Tasks to complete ::
**A.** In the high-yield bond passage, what market share did JP Morgan hold on the global lead-left league table for the 2012 awards period?
**B.** Carry on the high-yield bond market passage, starting after its final sentence.

===== Page extract =====

To see the full digital edition of the IFR Review of the Year, please click here.

This was a year like no other in the high-yield bond market. Apart from the occasional downturn that sent issuers scurrying to the sidelines, low interest rates created prime conditions for companies selling debt. With such a strong tailwind, issuers kept turning out in droves. 

And no bank did more to harness the surge in the high-yield space than JP Morgan.

For the 2012 awards period, JP Morgan easily took top spot on the global lead-left league table, spearheading US$70.5bn in issuance from 110 high-yield deals for a market share of 20.1%.

The bank also topped the lead-left league tables for the awards period in the US, pricing US$64.5bn from 102 issues for a market share of 21.7%.

But the raw numbers alone do not tell the whole story of how JP Morgan used expertise and innovation on a wide array of transactions of virtually every size and variety, including tightly priced and highly complicated deals.

===== Extracted information =====

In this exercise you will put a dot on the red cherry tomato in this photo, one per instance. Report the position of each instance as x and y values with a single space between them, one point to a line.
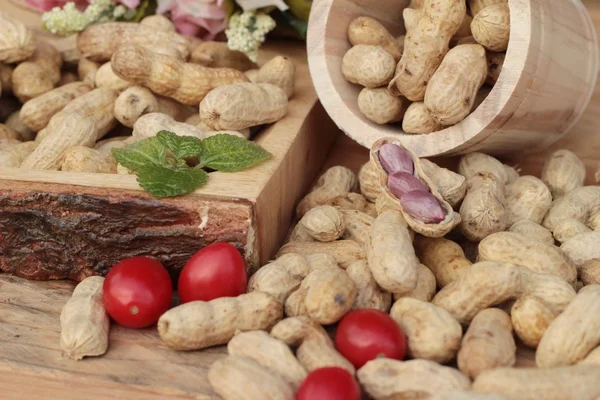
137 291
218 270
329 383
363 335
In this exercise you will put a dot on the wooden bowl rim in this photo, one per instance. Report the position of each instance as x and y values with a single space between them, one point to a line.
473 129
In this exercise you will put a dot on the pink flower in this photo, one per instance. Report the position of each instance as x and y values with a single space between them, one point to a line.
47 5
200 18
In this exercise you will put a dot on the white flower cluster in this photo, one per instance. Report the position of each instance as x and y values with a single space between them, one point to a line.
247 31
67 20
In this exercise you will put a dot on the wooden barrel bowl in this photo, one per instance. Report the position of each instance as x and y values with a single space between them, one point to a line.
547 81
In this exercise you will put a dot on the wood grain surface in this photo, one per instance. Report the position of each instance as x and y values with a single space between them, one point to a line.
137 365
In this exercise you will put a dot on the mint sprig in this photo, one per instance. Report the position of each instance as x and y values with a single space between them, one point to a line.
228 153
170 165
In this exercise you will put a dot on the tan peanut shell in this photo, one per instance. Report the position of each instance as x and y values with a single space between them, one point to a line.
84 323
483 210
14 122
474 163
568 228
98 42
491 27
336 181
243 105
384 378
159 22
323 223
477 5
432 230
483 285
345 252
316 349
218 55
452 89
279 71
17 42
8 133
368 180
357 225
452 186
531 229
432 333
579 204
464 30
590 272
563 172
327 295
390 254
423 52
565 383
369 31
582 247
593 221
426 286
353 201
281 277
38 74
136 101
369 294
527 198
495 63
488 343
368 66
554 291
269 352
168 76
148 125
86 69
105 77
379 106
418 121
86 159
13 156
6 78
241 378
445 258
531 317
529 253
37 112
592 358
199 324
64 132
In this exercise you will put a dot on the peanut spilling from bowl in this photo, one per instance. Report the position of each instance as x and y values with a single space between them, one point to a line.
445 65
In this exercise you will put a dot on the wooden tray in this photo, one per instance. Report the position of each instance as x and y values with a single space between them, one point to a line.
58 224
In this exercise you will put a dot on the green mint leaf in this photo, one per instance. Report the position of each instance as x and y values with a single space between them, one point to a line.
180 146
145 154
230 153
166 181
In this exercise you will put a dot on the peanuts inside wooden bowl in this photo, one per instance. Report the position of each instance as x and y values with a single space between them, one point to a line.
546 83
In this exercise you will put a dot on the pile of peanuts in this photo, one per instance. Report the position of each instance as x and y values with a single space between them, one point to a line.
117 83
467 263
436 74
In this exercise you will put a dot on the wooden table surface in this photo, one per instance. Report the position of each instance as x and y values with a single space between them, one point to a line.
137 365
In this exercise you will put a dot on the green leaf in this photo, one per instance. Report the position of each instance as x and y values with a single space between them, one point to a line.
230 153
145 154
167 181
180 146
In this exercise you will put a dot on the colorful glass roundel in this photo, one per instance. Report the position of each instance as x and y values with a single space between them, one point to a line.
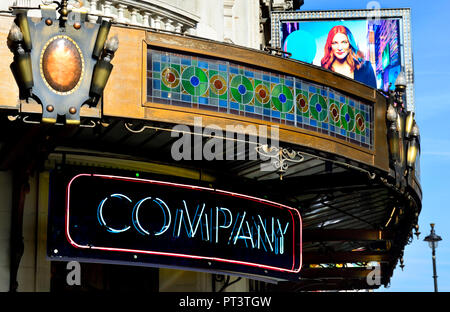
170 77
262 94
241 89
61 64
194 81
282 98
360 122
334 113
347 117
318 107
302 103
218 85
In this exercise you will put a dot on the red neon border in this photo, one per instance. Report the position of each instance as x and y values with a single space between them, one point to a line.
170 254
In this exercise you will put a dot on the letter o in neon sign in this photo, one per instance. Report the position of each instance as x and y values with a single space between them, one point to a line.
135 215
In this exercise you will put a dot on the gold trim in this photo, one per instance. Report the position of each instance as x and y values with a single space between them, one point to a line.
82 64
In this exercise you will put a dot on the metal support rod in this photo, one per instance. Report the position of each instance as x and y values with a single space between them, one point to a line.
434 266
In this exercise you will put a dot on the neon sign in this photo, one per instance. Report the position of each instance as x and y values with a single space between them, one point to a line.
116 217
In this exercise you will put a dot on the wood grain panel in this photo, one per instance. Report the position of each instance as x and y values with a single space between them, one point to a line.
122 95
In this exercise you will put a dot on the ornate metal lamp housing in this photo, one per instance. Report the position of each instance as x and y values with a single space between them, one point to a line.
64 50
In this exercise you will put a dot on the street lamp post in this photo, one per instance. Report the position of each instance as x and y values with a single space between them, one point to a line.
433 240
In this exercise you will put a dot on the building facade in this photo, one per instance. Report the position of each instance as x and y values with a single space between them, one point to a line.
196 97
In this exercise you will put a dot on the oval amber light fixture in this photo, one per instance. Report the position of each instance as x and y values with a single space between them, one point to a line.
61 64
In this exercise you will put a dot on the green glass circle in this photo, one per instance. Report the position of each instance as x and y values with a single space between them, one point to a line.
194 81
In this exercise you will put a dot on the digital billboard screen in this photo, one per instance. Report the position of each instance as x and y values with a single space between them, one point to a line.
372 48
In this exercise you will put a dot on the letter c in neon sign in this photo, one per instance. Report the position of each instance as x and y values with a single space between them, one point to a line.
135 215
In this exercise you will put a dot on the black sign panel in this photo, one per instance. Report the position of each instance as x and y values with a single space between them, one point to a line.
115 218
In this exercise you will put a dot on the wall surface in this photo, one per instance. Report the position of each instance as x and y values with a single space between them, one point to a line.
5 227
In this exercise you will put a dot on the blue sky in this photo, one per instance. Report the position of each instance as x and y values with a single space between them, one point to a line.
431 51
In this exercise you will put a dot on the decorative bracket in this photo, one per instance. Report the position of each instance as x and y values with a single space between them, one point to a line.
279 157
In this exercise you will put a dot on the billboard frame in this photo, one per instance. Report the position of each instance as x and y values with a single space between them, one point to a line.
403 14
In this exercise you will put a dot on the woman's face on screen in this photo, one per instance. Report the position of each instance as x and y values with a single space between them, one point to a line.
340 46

=====
===== Extracted information =====

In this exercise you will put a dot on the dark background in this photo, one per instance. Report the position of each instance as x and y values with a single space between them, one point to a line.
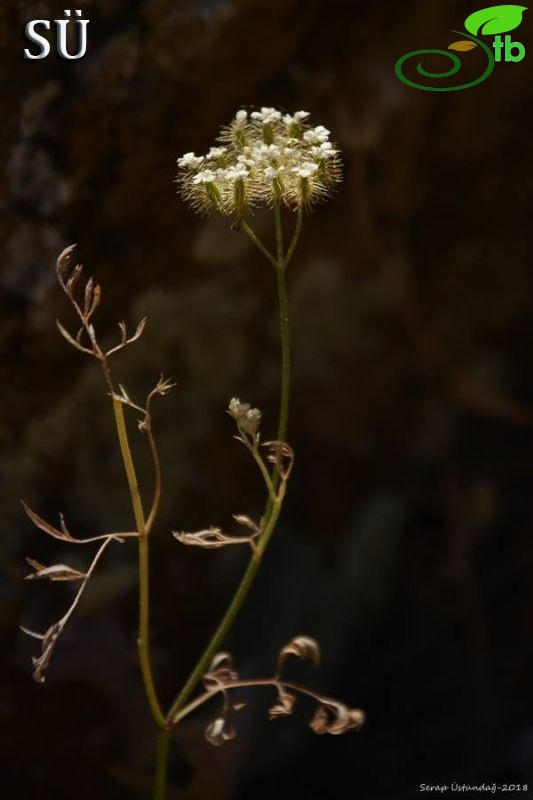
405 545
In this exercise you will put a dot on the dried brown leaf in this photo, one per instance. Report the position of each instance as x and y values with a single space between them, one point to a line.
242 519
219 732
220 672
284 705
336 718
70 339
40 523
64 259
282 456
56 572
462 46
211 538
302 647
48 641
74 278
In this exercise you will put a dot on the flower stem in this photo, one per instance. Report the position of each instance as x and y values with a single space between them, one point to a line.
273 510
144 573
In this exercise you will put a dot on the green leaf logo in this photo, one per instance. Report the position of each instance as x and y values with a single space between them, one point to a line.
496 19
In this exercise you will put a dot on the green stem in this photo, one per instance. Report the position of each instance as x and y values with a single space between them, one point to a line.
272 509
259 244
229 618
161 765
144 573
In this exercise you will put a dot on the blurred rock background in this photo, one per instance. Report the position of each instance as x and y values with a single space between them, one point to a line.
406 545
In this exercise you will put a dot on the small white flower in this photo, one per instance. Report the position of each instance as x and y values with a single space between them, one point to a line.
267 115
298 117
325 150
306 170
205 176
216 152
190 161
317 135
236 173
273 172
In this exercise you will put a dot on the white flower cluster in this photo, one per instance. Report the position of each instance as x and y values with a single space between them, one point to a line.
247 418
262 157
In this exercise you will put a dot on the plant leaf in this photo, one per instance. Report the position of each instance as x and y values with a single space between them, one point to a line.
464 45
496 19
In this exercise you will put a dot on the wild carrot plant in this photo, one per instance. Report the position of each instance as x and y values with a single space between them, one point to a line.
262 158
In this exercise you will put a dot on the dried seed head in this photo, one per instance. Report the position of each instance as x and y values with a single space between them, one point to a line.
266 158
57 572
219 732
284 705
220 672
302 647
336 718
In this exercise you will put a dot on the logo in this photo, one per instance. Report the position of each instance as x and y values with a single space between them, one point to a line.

=====
===== Extracted information =====

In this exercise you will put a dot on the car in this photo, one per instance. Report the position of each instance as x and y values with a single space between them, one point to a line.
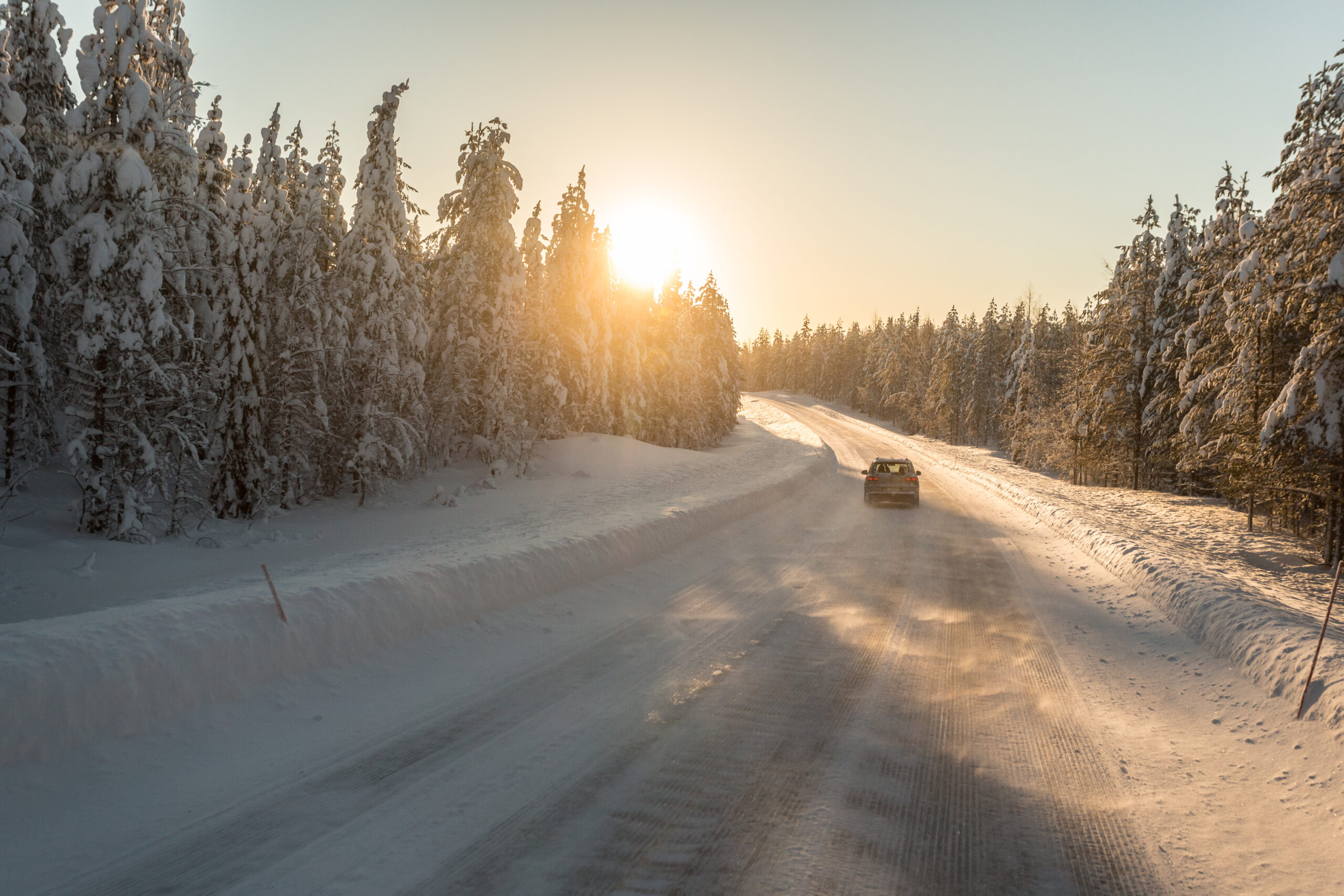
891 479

=====

Answers to the tasks ::
**A.** 20.1%

**B.**
“They aren’t just using their muscle to get deals,” said one investor. “I’d say they are actually more conservative than some others. They just have the brand – and no one is really outperforming their ability.”

Take the March offer from Air Lease, an unrated US$1bn 5.625% senior unsecured offering due 2017. JP Morgan acted as sole bookrunner for the aircraft leasing company, a first time issuer that chose not to be rated because it expected to become investment grade in the near future – a decision that created a challenge.

To convince investors to participate in such a large, unrated deal, JP Morgan came up with a creative solution – coupon step-ups if the company did not achieve a particular credit rating by a set deadline. This structure worked so well that it was later replicated by other issuers.

Another example was the US$1.5bn eight-year non-call four senior notes offering for Inmet Mining, which came to market in May – just as the mining sector was coming under pressure due to slowing growth in major production centres.

Overall, trade was mired in a risk-off tone at the time, with Greek sovereign debt concerns weighing on the market.

But as other mining names attempting to tap the market pulled out, Inmet went ahead – and JP Morgan even managed to upsize the B1/B+ rated deal by US$500m, pricing it at 8.75% at a discount to yield 9%.

The deal was mission-critical for the issuer, with proceeds being used to fund development at its Panama mine.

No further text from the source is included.